▶ [WHAT IS EXPECTED]: Entries follow. Set all of them down as they stand.

[Point localization data]

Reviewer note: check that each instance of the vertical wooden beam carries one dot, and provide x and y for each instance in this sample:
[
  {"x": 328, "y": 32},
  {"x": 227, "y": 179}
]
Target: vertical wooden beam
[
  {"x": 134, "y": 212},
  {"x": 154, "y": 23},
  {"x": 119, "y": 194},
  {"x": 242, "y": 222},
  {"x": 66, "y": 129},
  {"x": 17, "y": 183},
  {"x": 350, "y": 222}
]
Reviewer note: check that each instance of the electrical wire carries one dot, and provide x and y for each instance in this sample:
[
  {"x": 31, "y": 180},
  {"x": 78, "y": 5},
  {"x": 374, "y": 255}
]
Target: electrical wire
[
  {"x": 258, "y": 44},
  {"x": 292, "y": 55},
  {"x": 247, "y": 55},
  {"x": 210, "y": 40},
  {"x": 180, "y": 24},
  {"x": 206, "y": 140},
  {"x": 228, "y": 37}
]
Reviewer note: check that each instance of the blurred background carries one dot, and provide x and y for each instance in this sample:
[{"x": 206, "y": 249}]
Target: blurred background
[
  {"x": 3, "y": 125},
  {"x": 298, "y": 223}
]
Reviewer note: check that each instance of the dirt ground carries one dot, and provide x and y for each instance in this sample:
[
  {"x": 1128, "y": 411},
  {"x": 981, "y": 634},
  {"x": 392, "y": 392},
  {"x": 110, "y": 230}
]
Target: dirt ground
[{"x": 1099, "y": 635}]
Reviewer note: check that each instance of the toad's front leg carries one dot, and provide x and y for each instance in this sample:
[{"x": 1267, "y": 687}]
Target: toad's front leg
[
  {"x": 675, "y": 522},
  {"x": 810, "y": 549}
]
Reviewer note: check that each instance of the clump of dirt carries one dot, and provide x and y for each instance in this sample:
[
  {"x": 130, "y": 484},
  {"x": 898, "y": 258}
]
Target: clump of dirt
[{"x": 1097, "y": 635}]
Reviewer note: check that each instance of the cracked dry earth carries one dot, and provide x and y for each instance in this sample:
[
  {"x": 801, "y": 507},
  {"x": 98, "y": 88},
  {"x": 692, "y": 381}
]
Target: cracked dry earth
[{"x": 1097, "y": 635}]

▶ [FINISHED TASK]:
Reviewer note: check that each instance of the vertical wooden beam carries one dot, and provide x and y for each instance in this sample:
[
  {"x": 328, "y": 32},
  {"x": 227, "y": 179}
]
Target: vertical wooden beam
[
  {"x": 134, "y": 212},
  {"x": 154, "y": 23},
  {"x": 119, "y": 194},
  {"x": 242, "y": 222},
  {"x": 66, "y": 129},
  {"x": 17, "y": 183},
  {"x": 350, "y": 222}
]
Reviewer note: check that each instance of the electrical wire carries one dot, and provide x and y for each instance in this sample:
[
  {"x": 31, "y": 180},
  {"x": 78, "y": 5},
  {"x": 374, "y": 255}
]
Target: electrical wire
[
  {"x": 258, "y": 44},
  {"x": 292, "y": 55},
  {"x": 247, "y": 55},
  {"x": 210, "y": 40},
  {"x": 180, "y": 24},
  {"x": 206, "y": 140},
  {"x": 228, "y": 37}
]
Reviewer note: check that each instance of the blurred background carries one dot, and provide x and y for each instance in this sample:
[{"x": 206, "y": 249}]
Target: blurred background
[
  {"x": 3, "y": 125},
  {"x": 298, "y": 223}
]
Reviewer note: check that each instance of the dirt ground carries one dot, and provide x and y for each instance in this sample:
[
  {"x": 1128, "y": 411},
  {"x": 981, "y": 634},
  {"x": 392, "y": 392},
  {"x": 110, "y": 230}
]
Target: dirt ground
[{"x": 1099, "y": 635}]
Reviewer note: check that each instance of the toad's front leg carries one dot, and provide x and y for each instance in this sample:
[{"x": 1267, "y": 687}]
Target: toad's front leg
[
  {"x": 675, "y": 522},
  {"x": 810, "y": 549}
]
Reviewer note: check that each instance of the clump of dirt carries one dot, and provide x and y for each instance in this sample:
[
  {"x": 130, "y": 484},
  {"x": 898, "y": 258}
]
Target: clump of dirt
[{"x": 1097, "y": 635}]
Reviewer note: check that each instance of the cracked dry earth carries one dot, and provide x and y for each instance in this sample:
[
  {"x": 801, "y": 507},
  {"x": 98, "y": 88},
  {"x": 692, "y": 381}
]
Target: cracked dry earth
[{"x": 1097, "y": 635}]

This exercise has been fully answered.